### Source excerpt
** Start **

The price of success

With all that success, though, comes a few stresses.

Construction projects are booming, and house prices have soared in Vancouver. That’s good news for owners of detached houses, but has raised concerns about an “affordability crisis” that could endanger the city’s often-mentioned livability ranking. For Saeid Fard, the vice-president for product at technology start-up Sokanu, the high house prices here – as well as low wages – make it difficult to hire and retain top employees.

“You can find three or four good developers, but if you mature and you need 50 good people, it’s really hard to find them,” Mr. Fard says. He says most good software developers, contrary to stereotypes, are actually in their 30s or 40s. “Those people have families and care less about whether they can go hiking every day and more about whether they can afford a house,” he says.

Yuen Pau Woo, a former adviser to the World Bank, suggests Vancouver’s affordability issue is less about soaring house prices and related more to comparatively low wages, particularly in the Vancouver area, where the average family median income was almost $73,400 in 2013, about the same as Windsor, Ont., and far below Sudbury and Regina.

Mr. Woo, who now heads HQ Vancouver, a government-funded organization started to lure firms from China and across Asia to set up head offices to Vancouver, said that would bring higher paying jobs and more manufacturing.

“The world economy is shifting in such a way that Vancouver could be attractive,” Mr. Woo says. “The major law firms have a much larger presence in Toronto, but what we have found is that the Asia expertise of those firms is based in Vancouver. Why is that? The [Asian] deal flow is here.”

Some economists also caution that, with the average price for single-family detached homes in the city of Vancouver surpassing $2.23-million, those lofty prices are a cause for broader concern. CIBC’s Mr. Tal believes prices for detached properties appear to be “overshooting.” Still, there are economic spinoffs to the booming housing market – home renovations and furniture purchases are a boon to retailers, he says.

At the same time, some of B.C.’s traditional industries are being hit hard. Even though exports of machinery and equipment, as well as agricultural and fish products, have increased slightly over the past decade, the vast majority of B.C.’s exports are related to the province’s abundant natural resources.

Coal prices have plummeted, forcing Vancouver-based Teck Resources Ltd. to scale back production – temporarily shuttering several mines in B.C. and Alberta. The northeast B.C. community of Tumbler Ridge has been hit particularly hard by other companies that have outright halted coal-mining operations until prices for the commodity recover.

Over the past decade, the total dollar value of wood, pulp and paper products shipped from B.C. has declined, or stagnated, though there has been a recovery since the depths of the recession. Total forestry product exports, which account for nearly 35 per cent of all of B.C.’s exports, were $12.4-billion in 2014, up from $7.6-billion in 2009, but still far below the $15.1-billion sold in 2004.

And not all is rosy on the LNG front, with many projects facing regulatory hurdles, First Nations opposition and fierce global competition.

Kenneth Courtis, the former chairman for Goldman Sachs Asia, says that the world’s natural gas supply is expanding exponentially, particularly in Australia, while global growth is slowing. This, he says, will lead to a huge glut of excess capacity that will keep prices low, and make many projects uneconomical.

** End **

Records

** Start **

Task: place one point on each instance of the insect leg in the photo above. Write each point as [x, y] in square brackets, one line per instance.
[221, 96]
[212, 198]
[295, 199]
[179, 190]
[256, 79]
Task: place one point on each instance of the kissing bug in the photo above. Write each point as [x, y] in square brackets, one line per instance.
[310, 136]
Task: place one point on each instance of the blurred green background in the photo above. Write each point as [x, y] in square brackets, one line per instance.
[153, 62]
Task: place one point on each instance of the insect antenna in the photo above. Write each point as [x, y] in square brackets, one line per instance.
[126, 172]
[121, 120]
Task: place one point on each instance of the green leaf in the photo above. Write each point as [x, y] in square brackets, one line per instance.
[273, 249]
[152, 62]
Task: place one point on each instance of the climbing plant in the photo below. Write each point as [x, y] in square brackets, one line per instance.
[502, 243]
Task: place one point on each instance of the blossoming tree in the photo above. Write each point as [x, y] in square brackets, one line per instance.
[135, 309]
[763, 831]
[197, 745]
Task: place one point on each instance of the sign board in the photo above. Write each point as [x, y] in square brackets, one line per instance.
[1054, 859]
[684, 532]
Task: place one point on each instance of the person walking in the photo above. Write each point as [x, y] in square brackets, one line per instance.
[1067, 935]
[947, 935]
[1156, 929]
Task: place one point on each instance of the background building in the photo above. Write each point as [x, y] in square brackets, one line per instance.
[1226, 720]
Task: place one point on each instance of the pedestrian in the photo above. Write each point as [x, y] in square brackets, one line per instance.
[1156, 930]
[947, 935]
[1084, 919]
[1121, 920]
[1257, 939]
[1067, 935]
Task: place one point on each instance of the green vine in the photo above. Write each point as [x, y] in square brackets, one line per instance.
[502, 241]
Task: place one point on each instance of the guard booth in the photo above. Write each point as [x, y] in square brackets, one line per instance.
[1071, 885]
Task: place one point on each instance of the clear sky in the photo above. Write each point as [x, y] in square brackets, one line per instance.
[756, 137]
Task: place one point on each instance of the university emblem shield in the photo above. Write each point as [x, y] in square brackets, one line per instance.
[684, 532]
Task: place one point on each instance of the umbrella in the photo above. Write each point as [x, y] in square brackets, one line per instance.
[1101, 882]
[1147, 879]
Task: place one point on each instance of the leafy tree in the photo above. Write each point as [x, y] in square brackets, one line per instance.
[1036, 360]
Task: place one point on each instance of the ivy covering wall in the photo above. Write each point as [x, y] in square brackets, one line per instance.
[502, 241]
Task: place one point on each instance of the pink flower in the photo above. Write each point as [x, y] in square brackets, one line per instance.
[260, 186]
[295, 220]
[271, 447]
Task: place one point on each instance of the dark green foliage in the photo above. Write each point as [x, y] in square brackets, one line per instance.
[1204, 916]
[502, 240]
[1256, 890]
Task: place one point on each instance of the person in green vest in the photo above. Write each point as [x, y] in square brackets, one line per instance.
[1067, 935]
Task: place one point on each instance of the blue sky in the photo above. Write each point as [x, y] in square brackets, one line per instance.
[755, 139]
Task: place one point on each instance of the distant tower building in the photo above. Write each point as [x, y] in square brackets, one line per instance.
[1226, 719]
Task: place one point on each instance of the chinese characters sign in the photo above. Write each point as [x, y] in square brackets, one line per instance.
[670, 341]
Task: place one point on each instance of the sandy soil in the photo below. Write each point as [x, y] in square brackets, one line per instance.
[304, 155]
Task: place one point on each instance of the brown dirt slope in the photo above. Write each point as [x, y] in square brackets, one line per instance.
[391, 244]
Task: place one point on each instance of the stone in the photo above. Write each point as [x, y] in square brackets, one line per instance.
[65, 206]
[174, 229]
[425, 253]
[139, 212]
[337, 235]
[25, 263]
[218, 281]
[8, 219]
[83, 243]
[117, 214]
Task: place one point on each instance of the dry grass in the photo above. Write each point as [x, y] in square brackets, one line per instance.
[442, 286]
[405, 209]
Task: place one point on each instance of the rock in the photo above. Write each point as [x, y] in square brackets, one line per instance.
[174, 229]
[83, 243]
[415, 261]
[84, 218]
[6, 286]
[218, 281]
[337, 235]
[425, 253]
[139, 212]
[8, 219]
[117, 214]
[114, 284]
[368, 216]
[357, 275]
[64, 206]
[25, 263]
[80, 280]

** End **

### Set task 1
According to the excerpt on Vancouver's economy, what was the average family median income in the Vancouver area in 2013?
### Set task 2
Name every person mentioned in the excerpt on Vancouver's economy.

### Task answer 1
Almost $73,400.

### Task answer 2
- Saeid Fard
- Yuen Pau Woo
- Mr. Tal
- Kenneth Courtis